## TESTO DI ORIGINE
↓

Sono la prima a voler assistere a come un attore professionista riesca a mettere in dialogo uno spettacolo che parla delle problematiche del lavoro e l’attrezzeria nello sfondo. Pensiamo che questo modo di comunicare con il teatro sia quello giusto per coinvolgere le persone: questo quartiere, al 100% residenziale, ha bisogno che la gente esca di casa sapendo di poter rimanere in zona.
Facendo un parallelismo tra questo avanzamento tecnologico dell’Attrezzeria e il quartiere stesso, quasi fossero andati avanti di pari passo, quale pensa che sia la direzione attualmente condivisa?
Ho vissuto in questo quartiere tutta la gioventù fino a che ho dovuto mettere su famiglia; quando c’è stato da guardare al bilancio abbiamo avuto bisogno di andare sempre più fuori. Tornando dopo una ventina d’anni, mi sono resa conto quanto la cintura periferica di Milano fosse cambiata. C’è l’esigenza di luoghi di aggregazione, vivi al di là delle proprie case: e tuttavia, per quanto io non sia sempre in città, vedo una grande carenza, soprattutto in questa zona. A luglio 2020, cercando di analizzare le attività del territorio, ci siamo resi conto di quante poche fossero le realtà e soprattutto divise. A viale Argonne andiamo già in zona 4, mentre verso porta Venezia, dove dovrebbe continuare la zona 3, non vogliono mischiarsi con noi (nemmeno nei gruppi facebook!). Via Tajani è proprio un confine, cosa che fa sorridere: nei paesi più piccoli, quelli che non si vogliono mischiare con gli esterni, si incorre nel medesimo pericolo, che invece nella metropoli dovrebbe essere maggiormente superabile grazie alle nuove generazioni. Lo stesso festival fa vedere come il Fringe, a partire da un quartiere, si sia allargato ad altri: le divisioni diventano così solamente geografiche, ma è giusto seguire una logica di condivisione.

↑

Per favore, cita parola per parola il passo del testo sul quartiere milanese che va da "Sono la prima" fino a "rimanere in zona." compreso.

## Voci di dati salvate
↓

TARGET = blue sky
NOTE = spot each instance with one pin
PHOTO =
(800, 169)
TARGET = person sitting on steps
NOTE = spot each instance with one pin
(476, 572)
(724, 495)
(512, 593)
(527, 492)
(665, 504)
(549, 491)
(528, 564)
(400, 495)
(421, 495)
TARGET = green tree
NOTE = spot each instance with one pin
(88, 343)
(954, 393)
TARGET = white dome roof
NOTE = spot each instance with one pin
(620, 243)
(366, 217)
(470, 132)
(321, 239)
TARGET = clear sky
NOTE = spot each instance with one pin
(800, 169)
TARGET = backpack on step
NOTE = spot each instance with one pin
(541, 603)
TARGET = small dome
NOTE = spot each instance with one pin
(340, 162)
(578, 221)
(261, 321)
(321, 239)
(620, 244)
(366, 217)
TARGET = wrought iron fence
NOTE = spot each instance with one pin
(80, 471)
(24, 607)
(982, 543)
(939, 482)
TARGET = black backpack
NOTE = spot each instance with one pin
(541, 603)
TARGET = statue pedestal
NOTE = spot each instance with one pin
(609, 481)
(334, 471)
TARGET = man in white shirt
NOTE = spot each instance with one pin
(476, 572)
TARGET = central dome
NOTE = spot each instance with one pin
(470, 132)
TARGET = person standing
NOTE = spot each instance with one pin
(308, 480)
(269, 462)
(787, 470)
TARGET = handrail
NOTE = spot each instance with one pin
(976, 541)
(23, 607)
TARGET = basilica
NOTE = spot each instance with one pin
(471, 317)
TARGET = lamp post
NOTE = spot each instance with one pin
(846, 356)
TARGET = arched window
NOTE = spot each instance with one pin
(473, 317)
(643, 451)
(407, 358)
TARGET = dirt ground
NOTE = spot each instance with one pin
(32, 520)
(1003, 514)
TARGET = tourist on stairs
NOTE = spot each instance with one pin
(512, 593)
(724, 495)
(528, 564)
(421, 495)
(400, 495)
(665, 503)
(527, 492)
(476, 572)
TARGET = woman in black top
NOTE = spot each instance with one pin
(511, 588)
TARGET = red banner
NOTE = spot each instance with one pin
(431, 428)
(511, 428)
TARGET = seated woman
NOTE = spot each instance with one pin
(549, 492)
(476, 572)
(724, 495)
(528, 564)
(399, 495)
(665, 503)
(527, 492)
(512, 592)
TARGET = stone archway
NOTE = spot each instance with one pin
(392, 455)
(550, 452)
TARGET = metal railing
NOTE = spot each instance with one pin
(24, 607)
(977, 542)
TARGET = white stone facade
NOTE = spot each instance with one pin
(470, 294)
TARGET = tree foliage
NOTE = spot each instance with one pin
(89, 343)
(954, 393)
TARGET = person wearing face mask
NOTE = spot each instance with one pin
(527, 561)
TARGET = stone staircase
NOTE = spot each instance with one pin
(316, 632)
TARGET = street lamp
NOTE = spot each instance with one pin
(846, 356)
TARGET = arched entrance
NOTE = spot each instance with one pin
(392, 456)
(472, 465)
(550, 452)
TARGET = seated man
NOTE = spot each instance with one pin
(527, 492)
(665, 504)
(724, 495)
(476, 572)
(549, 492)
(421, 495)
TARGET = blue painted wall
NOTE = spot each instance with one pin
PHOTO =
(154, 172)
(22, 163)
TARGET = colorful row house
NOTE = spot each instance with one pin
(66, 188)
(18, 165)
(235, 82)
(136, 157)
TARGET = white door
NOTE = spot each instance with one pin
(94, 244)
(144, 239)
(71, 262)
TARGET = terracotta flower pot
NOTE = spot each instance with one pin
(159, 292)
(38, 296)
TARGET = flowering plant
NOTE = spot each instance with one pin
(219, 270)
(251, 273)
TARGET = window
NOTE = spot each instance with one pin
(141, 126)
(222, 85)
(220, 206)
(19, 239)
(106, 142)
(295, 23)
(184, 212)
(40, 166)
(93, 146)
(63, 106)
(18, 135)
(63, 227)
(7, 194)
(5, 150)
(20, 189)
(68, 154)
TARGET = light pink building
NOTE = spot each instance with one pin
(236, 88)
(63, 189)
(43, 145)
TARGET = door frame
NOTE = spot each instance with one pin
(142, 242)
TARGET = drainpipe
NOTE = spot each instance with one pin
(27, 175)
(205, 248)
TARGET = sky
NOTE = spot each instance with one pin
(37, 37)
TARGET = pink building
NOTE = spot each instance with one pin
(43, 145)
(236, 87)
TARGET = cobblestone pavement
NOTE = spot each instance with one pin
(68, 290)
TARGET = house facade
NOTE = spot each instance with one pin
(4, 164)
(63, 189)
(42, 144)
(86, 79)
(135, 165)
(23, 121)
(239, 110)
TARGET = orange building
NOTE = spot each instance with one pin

↑

## RISPOSTA SCRITTA
Sono la prima a voler assistere a come un attore professionista riesca a mettere in dialogo uno spettacolo che parla delle problematiche del lavoro e l’attrezzeria nello sfondo. Pensiamo che questo modo di comunicare con il teatro sia quello giusto per coinvolgere le persone: questo quartiere, al 100% residenziale, ha bisogno che la gente esca di casa sapendo di poter rimanere in zona.